◆ **Aim of the task**
Reproduce verbatim the passage of the Bishop Leonard Blair text from "Bishop Leonard Blair" to "had so decreed.".

◆ **Provided text**
------------------------------------------------
Bishop Leonard Blair |
The Catholic bishop of Toledo and Northwestern Ohio, Leonard Blair, recently (12/08/12) wrote a letter to the editor of the The Toledo Blade in which he claimed that the Obama administration was undermining "the conscience protection of religious belief" as though a woman's or a family's access to contraception was somehow unconstitutional because a group of unmarried Catholic men had so decreed.
Let's recall recent history. Many of the Catholic bishops of the United States tried to use their tax-free pulpits to campaign against President Obama in the 2012 election. That was a fail. A majority of American Catholics voted for President Obama. This reminds one of the bishops' telling Catholics not to use contraception (no clear reason why), and nearly 90% of Catholics disagree.
Bishop Blair used his bully pulpit to prevent diocesan Catholic parishes from supporting the Susan G Komen Breast Cancer Fund based on the logic that at some point in the future Komen Funds "might" be used for abortions. Or, some day in the future they might be used for frontal lobotomies?
------------------------------------------------
◆ **Data provided**

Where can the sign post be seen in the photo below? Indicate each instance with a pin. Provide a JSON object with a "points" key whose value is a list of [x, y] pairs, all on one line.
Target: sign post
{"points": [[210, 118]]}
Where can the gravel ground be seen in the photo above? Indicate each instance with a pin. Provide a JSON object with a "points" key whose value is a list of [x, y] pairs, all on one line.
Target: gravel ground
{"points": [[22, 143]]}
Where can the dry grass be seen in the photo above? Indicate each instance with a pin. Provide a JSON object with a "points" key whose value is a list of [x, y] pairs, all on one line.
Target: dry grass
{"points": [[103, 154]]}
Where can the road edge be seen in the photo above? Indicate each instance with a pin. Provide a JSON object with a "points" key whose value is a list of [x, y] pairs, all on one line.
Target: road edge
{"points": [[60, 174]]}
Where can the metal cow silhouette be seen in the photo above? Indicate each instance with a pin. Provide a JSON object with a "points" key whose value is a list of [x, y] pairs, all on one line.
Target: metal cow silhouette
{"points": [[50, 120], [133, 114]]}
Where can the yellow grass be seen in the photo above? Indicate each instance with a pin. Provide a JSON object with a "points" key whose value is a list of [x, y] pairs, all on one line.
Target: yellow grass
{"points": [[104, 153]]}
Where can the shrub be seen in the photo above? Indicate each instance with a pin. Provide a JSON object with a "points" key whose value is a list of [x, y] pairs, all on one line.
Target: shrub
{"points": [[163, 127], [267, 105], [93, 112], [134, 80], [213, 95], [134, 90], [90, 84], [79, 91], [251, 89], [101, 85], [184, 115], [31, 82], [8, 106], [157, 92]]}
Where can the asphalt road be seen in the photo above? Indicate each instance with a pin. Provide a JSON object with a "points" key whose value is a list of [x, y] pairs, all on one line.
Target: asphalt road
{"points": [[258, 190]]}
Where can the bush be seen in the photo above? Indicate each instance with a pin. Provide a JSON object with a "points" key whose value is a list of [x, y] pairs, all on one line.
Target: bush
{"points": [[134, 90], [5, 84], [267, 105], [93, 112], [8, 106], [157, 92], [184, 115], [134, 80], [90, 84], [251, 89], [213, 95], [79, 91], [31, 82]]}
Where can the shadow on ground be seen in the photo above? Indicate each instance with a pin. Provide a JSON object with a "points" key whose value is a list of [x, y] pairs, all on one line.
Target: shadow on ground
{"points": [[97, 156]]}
------------------------------------------------
◆ **Output for this task**
Bishop Leonard Blair |
The Catholic bishop of Toledo and Northwestern Ohio, Leonard Blair, recently (12/08/12) wrote a letter to the editor of the The Toledo Blade in which he claimed that the Obama administration was undermining "the conscience protection of religious belief" as though a woman's or a family's access to contraception was somehow unconstitutional because a group of unmarried Catholic men had so decreed.